Brief: Count the lines in the data below that contain the string "yellow", matching case exactly. Reply with the number alone.

Record excerpts:
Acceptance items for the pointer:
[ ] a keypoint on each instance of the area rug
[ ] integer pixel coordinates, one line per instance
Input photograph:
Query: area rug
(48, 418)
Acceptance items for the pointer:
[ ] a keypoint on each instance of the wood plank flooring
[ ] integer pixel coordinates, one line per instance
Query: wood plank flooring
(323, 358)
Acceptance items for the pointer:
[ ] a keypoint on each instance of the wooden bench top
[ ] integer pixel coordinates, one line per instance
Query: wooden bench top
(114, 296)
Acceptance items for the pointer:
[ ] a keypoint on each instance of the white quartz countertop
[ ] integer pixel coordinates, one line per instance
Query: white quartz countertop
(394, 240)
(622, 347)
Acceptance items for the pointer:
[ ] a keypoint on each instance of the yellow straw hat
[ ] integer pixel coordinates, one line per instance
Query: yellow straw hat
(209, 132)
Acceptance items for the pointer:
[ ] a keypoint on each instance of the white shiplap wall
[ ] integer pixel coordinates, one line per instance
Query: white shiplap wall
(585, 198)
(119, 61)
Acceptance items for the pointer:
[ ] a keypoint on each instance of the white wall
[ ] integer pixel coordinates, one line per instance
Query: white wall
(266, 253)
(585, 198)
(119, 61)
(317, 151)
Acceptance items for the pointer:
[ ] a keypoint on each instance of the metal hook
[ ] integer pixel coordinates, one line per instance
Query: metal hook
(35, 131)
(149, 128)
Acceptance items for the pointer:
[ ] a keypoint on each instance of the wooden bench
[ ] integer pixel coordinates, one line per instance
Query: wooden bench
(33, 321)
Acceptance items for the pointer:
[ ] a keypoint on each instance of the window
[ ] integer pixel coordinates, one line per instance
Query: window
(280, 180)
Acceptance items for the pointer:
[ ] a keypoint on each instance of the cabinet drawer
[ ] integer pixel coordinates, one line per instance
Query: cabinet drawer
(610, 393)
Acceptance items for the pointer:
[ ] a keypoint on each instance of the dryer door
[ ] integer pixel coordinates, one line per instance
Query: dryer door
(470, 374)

The completed task: 2